Show, from the entries below, every line in which "taillight" appears.

┏━━

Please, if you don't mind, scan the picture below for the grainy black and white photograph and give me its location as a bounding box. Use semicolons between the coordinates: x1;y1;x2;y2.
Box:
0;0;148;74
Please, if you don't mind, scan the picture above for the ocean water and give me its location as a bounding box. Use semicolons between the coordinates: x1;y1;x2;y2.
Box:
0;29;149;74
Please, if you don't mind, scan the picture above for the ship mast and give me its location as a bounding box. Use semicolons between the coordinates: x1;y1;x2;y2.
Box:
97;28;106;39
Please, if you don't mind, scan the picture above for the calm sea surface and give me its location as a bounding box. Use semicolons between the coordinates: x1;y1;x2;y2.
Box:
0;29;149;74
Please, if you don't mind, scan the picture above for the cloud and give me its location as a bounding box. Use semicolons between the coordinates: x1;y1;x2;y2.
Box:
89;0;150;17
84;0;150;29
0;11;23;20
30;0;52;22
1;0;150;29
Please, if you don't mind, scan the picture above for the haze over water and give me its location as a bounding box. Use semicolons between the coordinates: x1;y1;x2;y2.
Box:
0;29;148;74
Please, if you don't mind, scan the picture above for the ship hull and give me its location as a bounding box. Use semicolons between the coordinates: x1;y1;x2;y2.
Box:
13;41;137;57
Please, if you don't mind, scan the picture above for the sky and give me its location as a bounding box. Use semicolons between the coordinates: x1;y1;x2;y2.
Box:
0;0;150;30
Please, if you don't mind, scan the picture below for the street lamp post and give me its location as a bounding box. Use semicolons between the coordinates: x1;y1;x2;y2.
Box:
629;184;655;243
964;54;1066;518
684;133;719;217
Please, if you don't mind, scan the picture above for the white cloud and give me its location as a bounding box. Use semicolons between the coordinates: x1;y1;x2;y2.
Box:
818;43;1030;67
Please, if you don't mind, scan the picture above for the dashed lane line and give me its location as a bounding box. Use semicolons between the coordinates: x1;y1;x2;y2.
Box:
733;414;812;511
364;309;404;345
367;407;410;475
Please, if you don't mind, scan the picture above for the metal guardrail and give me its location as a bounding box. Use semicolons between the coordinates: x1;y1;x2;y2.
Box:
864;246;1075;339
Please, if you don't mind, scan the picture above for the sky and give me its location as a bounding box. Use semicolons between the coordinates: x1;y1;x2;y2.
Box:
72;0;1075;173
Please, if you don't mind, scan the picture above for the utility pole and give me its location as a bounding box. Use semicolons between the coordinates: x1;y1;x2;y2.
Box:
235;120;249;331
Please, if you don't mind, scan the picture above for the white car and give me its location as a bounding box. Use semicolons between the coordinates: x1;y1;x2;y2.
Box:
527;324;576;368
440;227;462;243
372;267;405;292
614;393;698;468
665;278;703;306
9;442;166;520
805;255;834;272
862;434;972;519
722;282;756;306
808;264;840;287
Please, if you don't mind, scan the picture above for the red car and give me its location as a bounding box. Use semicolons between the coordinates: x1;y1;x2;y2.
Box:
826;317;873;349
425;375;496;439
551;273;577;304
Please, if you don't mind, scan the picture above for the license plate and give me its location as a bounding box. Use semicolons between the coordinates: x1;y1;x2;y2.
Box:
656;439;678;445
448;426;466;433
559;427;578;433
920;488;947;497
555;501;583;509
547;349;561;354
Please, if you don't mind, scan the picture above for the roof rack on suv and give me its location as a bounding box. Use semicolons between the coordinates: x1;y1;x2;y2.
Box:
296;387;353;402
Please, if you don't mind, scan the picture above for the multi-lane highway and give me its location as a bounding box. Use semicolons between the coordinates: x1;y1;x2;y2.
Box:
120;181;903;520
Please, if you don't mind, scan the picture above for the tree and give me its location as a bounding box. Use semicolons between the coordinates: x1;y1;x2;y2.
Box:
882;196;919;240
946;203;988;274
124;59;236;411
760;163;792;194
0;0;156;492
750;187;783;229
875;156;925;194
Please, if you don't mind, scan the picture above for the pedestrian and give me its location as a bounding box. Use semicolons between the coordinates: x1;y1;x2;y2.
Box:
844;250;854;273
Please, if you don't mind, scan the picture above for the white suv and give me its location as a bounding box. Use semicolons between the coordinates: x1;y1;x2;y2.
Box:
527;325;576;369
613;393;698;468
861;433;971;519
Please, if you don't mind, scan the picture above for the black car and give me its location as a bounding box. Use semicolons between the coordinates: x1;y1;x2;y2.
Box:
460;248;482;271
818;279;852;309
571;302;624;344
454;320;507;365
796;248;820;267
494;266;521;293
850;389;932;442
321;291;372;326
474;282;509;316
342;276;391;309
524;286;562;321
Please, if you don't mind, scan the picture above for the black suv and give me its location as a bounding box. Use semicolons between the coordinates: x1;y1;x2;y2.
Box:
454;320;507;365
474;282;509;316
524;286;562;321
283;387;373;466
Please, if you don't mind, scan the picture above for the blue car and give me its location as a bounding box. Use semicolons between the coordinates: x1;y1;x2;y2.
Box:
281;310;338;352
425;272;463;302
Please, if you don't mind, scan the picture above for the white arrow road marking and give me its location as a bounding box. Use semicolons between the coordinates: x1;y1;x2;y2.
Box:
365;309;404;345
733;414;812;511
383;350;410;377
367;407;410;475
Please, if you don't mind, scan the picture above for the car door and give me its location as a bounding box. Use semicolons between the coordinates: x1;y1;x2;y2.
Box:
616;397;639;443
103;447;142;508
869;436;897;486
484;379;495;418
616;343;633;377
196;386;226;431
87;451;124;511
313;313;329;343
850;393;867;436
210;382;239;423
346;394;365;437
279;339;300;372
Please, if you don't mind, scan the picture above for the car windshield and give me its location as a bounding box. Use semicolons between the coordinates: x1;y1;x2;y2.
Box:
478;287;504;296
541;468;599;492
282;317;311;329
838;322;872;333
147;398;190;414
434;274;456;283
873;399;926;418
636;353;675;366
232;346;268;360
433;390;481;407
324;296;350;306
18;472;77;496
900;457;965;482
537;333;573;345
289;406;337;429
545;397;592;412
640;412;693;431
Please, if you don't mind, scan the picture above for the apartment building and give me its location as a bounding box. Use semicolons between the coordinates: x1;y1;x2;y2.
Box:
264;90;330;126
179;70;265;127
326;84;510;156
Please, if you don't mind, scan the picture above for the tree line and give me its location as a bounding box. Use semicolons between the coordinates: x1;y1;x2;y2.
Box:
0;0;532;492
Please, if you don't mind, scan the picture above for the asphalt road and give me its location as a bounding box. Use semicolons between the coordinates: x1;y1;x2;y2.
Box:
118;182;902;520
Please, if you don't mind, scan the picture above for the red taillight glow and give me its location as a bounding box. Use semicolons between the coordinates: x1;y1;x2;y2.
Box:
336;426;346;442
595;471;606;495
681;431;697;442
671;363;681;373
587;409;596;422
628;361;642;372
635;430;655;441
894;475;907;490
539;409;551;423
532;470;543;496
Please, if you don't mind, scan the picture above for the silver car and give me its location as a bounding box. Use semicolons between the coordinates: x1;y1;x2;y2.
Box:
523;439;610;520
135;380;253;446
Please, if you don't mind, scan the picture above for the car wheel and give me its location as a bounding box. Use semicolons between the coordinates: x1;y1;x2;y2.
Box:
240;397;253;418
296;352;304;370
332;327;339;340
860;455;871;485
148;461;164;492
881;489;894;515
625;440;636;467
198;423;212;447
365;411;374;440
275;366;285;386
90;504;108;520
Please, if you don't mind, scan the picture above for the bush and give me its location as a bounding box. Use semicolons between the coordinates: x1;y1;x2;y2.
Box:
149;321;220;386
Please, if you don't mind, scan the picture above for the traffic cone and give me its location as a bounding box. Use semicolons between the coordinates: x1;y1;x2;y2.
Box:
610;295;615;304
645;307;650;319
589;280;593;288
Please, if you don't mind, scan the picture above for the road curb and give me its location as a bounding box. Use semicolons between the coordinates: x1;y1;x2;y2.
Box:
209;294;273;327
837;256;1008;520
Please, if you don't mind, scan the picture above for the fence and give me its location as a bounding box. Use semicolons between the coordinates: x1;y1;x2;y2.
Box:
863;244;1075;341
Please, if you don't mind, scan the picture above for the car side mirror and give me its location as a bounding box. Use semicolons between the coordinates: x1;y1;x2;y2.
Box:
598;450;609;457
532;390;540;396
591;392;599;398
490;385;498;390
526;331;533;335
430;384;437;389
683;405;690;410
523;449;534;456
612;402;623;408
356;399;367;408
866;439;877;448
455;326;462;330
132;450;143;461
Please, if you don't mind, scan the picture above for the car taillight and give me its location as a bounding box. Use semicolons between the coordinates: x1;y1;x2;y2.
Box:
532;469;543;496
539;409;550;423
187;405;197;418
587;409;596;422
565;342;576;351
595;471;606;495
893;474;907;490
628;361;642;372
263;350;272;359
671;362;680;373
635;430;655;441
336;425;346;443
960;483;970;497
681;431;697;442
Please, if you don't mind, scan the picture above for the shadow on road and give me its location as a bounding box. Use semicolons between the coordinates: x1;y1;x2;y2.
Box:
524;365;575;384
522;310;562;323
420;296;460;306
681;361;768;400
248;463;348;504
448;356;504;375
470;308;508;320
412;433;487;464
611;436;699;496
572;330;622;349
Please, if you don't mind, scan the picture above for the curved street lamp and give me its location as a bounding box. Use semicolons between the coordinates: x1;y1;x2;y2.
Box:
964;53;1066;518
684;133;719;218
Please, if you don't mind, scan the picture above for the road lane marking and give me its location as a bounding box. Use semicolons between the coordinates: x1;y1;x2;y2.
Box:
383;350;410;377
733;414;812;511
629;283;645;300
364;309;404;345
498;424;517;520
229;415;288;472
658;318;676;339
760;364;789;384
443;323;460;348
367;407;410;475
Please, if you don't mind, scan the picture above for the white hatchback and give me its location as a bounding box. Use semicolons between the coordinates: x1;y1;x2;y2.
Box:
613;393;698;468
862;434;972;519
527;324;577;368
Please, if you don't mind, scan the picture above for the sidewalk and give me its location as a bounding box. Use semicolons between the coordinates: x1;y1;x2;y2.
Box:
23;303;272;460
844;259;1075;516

┗━━

**OUTPUT BELOW**
Please, if you don't mind, scan the picture above for the red taillight glow and give me its location as a bounding box. Use semicolons between the coordinates: x1;y1;x2;y2.
Please, if you don't mind, scan the picture above for the car taillight and give me its location as a bounding box. Use semicolons between the coordinates: x1;y1;x2;y2.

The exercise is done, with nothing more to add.